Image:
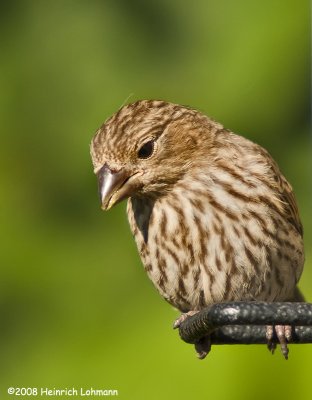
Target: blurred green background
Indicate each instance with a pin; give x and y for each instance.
(76, 306)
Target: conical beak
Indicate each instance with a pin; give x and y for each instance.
(110, 182)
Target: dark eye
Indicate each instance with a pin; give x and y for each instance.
(146, 150)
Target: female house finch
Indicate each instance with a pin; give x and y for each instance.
(213, 218)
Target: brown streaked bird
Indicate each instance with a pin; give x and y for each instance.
(213, 218)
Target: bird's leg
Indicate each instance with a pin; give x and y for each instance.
(182, 318)
(283, 333)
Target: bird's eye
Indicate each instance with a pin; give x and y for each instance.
(146, 150)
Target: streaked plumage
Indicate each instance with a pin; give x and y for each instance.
(212, 216)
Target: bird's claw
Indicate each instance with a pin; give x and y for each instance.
(203, 347)
(284, 335)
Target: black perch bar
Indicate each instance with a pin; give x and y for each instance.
(245, 322)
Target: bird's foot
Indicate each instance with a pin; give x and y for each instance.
(182, 318)
(283, 333)
(203, 347)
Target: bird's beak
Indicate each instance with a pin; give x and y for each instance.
(112, 186)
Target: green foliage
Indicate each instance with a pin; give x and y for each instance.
(76, 306)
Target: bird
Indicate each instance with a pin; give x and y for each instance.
(213, 218)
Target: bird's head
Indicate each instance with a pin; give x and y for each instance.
(145, 148)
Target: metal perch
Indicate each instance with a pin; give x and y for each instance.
(245, 322)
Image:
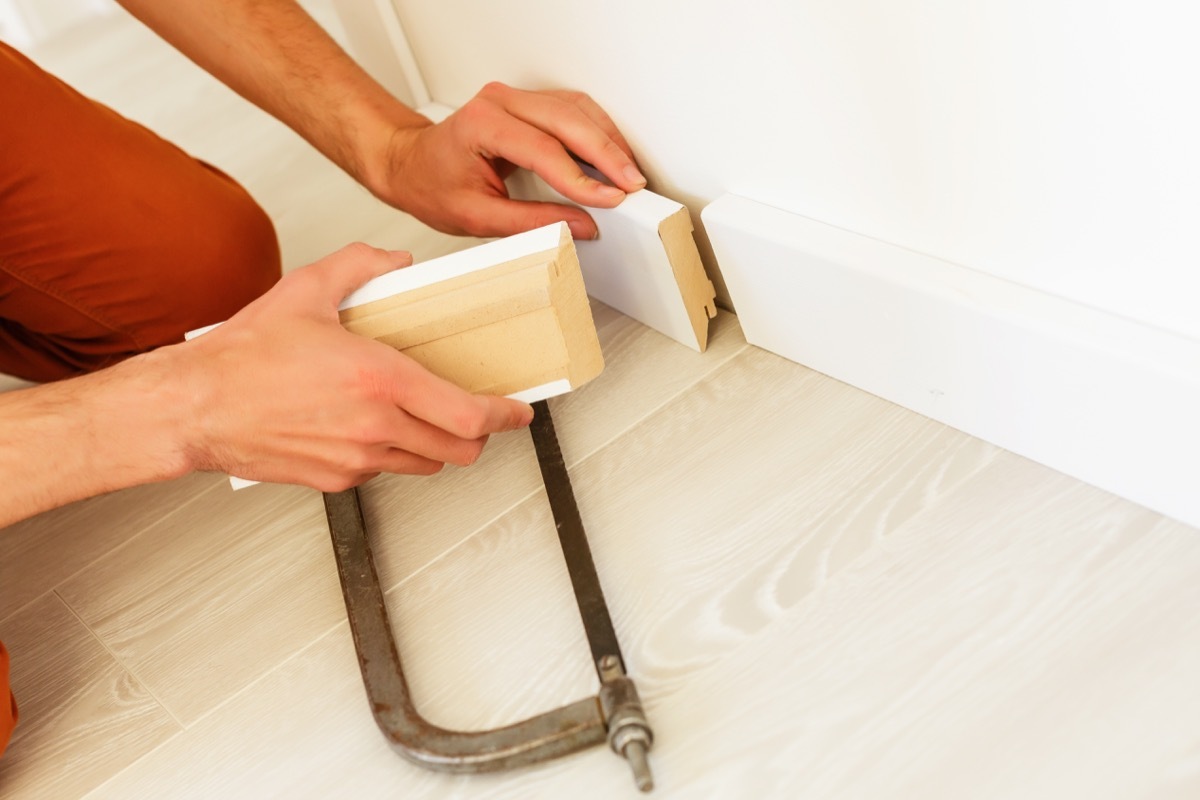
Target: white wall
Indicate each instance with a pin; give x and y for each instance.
(25, 23)
(1048, 142)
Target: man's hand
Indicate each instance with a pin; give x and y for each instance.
(451, 174)
(285, 394)
(280, 392)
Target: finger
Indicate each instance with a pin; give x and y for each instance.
(401, 462)
(598, 115)
(571, 125)
(449, 408)
(525, 145)
(343, 271)
(425, 440)
(497, 216)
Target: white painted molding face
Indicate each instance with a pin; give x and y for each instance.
(645, 264)
(1109, 401)
(571, 347)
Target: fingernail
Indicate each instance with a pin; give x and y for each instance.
(634, 176)
(611, 193)
(582, 230)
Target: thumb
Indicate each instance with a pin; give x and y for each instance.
(343, 271)
(499, 216)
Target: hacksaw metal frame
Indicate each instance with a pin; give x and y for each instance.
(613, 715)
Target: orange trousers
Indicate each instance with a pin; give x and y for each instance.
(112, 241)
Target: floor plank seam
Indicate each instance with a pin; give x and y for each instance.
(118, 547)
(132, 673)
(573, 465)
(247, 690)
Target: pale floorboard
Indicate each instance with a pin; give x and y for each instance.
(820, 594)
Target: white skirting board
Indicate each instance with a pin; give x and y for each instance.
(645, 264)
(1105, 400)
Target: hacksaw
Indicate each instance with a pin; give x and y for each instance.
(613, 715)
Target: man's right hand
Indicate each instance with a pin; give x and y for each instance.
(282, 392)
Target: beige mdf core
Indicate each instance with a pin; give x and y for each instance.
(501, 328)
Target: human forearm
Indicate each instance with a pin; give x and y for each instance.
(88, 435)
(280, 392)
(450, 175)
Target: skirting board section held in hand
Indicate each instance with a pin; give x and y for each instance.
(645, 264)
(509, 317)
(1096, 396)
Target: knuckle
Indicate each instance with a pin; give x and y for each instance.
(495, 89)
(359, 250)
(472, 452)
(427, 468)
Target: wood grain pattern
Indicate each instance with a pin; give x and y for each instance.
(820, 593)
(47, 549)
(83, 717)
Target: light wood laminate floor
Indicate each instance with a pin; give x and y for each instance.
(820, 594)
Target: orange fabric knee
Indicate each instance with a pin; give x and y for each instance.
(114, 241)
(7, 702)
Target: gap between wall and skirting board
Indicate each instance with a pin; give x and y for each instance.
(1107, 400)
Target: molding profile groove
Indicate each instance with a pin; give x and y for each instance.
(1099, 397)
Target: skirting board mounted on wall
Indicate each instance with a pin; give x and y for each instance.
(1096, 396)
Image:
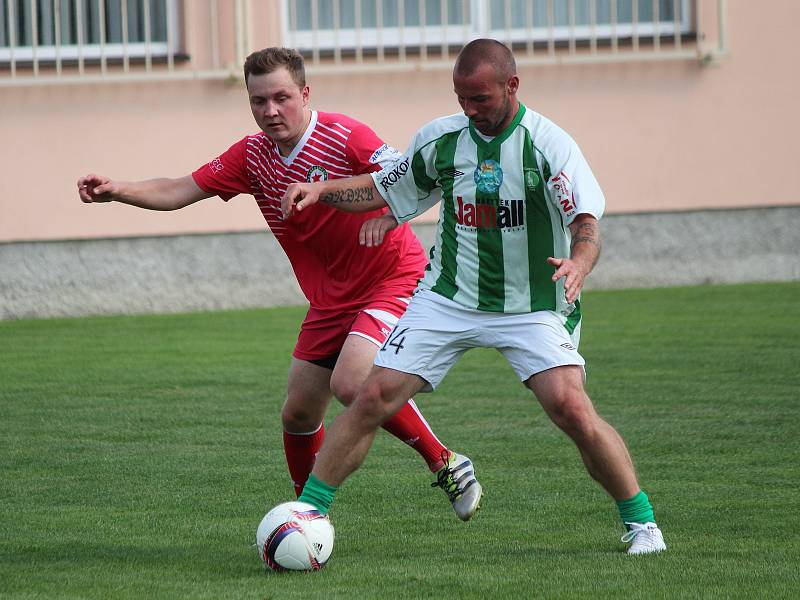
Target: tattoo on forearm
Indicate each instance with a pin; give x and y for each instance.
(354, 196)
(588, 233)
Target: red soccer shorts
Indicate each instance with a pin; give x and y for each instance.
(324, 332)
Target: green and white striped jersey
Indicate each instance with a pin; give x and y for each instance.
(506, 206)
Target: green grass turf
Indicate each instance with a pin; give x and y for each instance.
(138, 455)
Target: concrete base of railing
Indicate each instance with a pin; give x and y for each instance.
(244, 270)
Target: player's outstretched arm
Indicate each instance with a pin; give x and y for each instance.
(153, 194)
(584, 253)
(355, 194)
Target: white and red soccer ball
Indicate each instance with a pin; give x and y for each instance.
(295, 536)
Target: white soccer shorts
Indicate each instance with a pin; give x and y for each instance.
(434, 332)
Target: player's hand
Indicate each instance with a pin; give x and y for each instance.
(573, 272)
(96, 188)
(373, 231)
(298, 196)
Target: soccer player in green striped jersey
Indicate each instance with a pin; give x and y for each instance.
(518, 234)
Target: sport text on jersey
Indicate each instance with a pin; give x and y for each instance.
(508, 215)
(393, 176)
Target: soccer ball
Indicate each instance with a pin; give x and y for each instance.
(295, 536)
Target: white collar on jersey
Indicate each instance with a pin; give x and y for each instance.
(287, 160)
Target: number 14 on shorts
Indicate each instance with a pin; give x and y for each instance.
(395, 340)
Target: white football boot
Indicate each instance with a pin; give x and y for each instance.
(645, 538)
(457, 479)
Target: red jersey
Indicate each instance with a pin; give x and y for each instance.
(333, 269)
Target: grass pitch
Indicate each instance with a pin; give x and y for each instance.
(138, 455)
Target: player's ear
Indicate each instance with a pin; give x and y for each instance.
(512, 85)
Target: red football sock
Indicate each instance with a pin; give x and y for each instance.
(409, 426)
(301, 452)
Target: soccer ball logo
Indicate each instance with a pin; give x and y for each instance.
(488, 177)
(295, 536)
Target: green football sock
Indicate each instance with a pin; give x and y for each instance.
(318, 493)
(636, 509)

- TASK ITEM -
Return every record above exactly as written, but drop the pictures.

- ANSWER TO THIS EXERCISE -
Image:
Target: blurred green background
Indicate each instance with a pin; give x and y for each instance.
(76, 306)
Target: conical beak
Indicate each instance with a pin; give x and y for each instance.
(110, 182)
Target: dark eye
Indicate each instance with a pin; give x and y for each instance.
(146, 150)
Target: female house finch
Indicate each instance with a pin; give x and y for each instance.
(213, 218)
Target: brown streaked bird
Indicate each instance with a pin; give x and y for each instance.
(213, 218)
Target: bird's leg
Indicate each instance with a pin; give x and y for each instance.
(182, 318)
(283, 333)
Target: bird's eye
Indicate each instance with a pin; give x and y for each instance.
(146, 150)
Target: streaked plumage
Indicate each instance with a pin; give x and y for each instance.
(212, 216)
Target: bird's claw
Indicate each instance with a pin; give x and y for each instance.
(203, 347)
(284, 335)
Target: black perch bar
Indicate each instance with a pin; give x and y for each instance.
(245, 322)
Target: bird's foot
Indicate each instance with a pin; give x and y for each instance.
(182, 318)
(283, 333)
(203, 347)
Target: bird's beak
Indicate each instance with a pin; give x and y for each instance.
(112, 186)
Target: green foliage
Indicate each instance with a pin; give x and y for each instance.
(76, 306)
Target: bird
Indicate each instance with a pin; give x and y for each instance.
(213, 218)
Target: bird's head
Indicate each instance with a pin; give x and y for each instance.
(145, 148)
Target: metal perch
Indicate each instance with a pin; give x and y for each instance.
(245, 322)
Image:
Target: white wall
Indicate each instance with a pin; give x and y for each instance.
(25, 23)
(1048, 142)
Target: man's hand
Indicate each instance with a pin; give x and y for each instance.
(451, 174)
(285, 394)
(280, 392)
Target: finger
Indicate each instance with a pin; give x and y for each instance.
(401, 462)
(598, 115)
(571, 125)
(449, 408)
(525, 145)
(343, 271)
(425, 440)
(497, 216)
Target: white painted molding face
Indicate each instance with a pin; give x and y for each instance.
(645, 264)
(1109, 401)
(571, 347)
Target: fingernail
Indicate each instance with a pin; give x and y for each instance.
(634, 176)
(611, 193)
(582, 230)
Target: thumb
Indicate each instance with a pin; give x and y for each instance.
(343, 271)
(499, 216)
Target: hacksaw metal frame
Indicate each instance with a pin; give x and y for each instance.
(613, 715)
Target: orange trousers
Indicate each instance with a pin; give x and y for each instance.
(112, 241)
Target: floor plank seam
Indicate each instance with a pin; give x and y for each instance.
(118, 547)
(132, 673)
(573, 465)
(247, 690)
Target: pale floorboard
Indicate each instance with a pin; give x and y for each instance.
(820, 594)
Target: white skirting board
Indicate each instance with a pin; give x and y for each instance.
(645, 264)
(1105, 400)
Target: hacksaw
Indicate each instance with a pin; give x and y for each instance.
(613, 715)
Target: man's right hand
Indicate each instance with a pin; give x and y for each instance.
(282, 392)
Target: beige mdf core
Indicate each instance with a pin; give x and y for each instance.
(501, 328)
Target: human forearm
Indicate each instance with a pin; give x and y for each instance.
(88, 435)
(280, 392)
(450, 175)
Target: skirting board section held in hand
Indicate each instance with a pin; give x and y for each instance.
(645, 264)
(509, 317)
(1096, 396)
Target: knuckle
Indicate each instance with a pin; give x and y for each instance.
(495, 89)
(359, 250)
(472, 452)
(427, 468)
Target: wood grain pattern
Indicate each instance with a pin; give x and y for each instance.
(820, 593)
(47, 549)
(83, 717)
Target: light wood laminate floor
Indicate each instance with a pin; give x and y for each instance.
(820, 594)
Target: orange fabric knee
Indicate each instance with a pin; give x and y for each instance.
(114, 241)
(7, 702)
Target: gap between wall and skirting board
Indicate each instance with a pin; give x and y for each instance.
(1107, 400)
Target: molding profile groove
Indicate each instance with a pin; give x and y for each instance.
(1099, 397)
Target: skirting board mounted on wall
Indicate each instance with a pin; give x and y for each instance.
(1096, 396)
Image:
Target: tattoo on forearm
Indicate each instance with a pin; give x and y for each instance.
(354, 196)
(588, 233)
Target: red soccer shorts
Indicate each instance with a pin; give x and y for each instance.
(324, 332)
Target: green and white striped jersey
Indicate each instance with a pin; give x and y for each instance.
(506, 206)
Target: green grass turf
Indicate each instance with a pin; give x and y for each instance.
(138, 455)
Target: concrete base of railing
Indicate each instance with a pin; give x and y for each instance.
(244, 270)
Target: player's outstretched arm
Indicate each instance with a pin; give x and y for each instance.
(153, 194)
(584, 253)
(355, 194)
Target: white and red soccer ball
Indicate each instance with a pin; give x and y for each instance.
(295, 536)
Target: white soccer shorts
Indicate each instance with a pin; give x and y for each instance.
(434, 332)
Target: player's hand
Indicate each instance with a pin; give x and y for each instance.
(573, 272)
(96, 188)
(373, 231)
(298, 196)
Target: soccer player in green striped jersey
Indicate each instance with a pin; give x and y for each instance.
(518, 234)
Target: sport text on jersey
Indicate each instance with a pin; give x and y for each instance.
(508, 215)
(393, 176)
Target: soccer ball
Indicate each instance with a pin; give x and y for each instance.
(295, 536)
Target: white collar on jersey
Indicate each instance with a pin; give x and y for each instance.
(287, 160)
Target: number 14 on shorts
Indicate each instance with a pin; give x and y for each instance.
(395, 340)
Target: white football boot
Indicate each instance with a pin; give x and y for each instance.
(645, 538)
(457, 479)
Target: red jersey
Indicate each instance with a pin; give x and y for each instance.
(333, 269)
Target: grass pitch
Indicate each instance with a pin; give x and y for each instance.
(138, 455)
Target: player's ear
Indicate each instance with a pin; give x and y for each instance.
(512, 85)
Target: red football sock
Indicate each instance with a pin; give x and y for each instance.
(409, 426)
(301, 452)
Target: soccer ball logo
Indicate each instance with a pin; give x and y for each instance.
(488, 177)
(295, 536)
Target: green football sock
Indicate each instance with a pin; give x and y for each instance.
(318, 493)
(636, 509)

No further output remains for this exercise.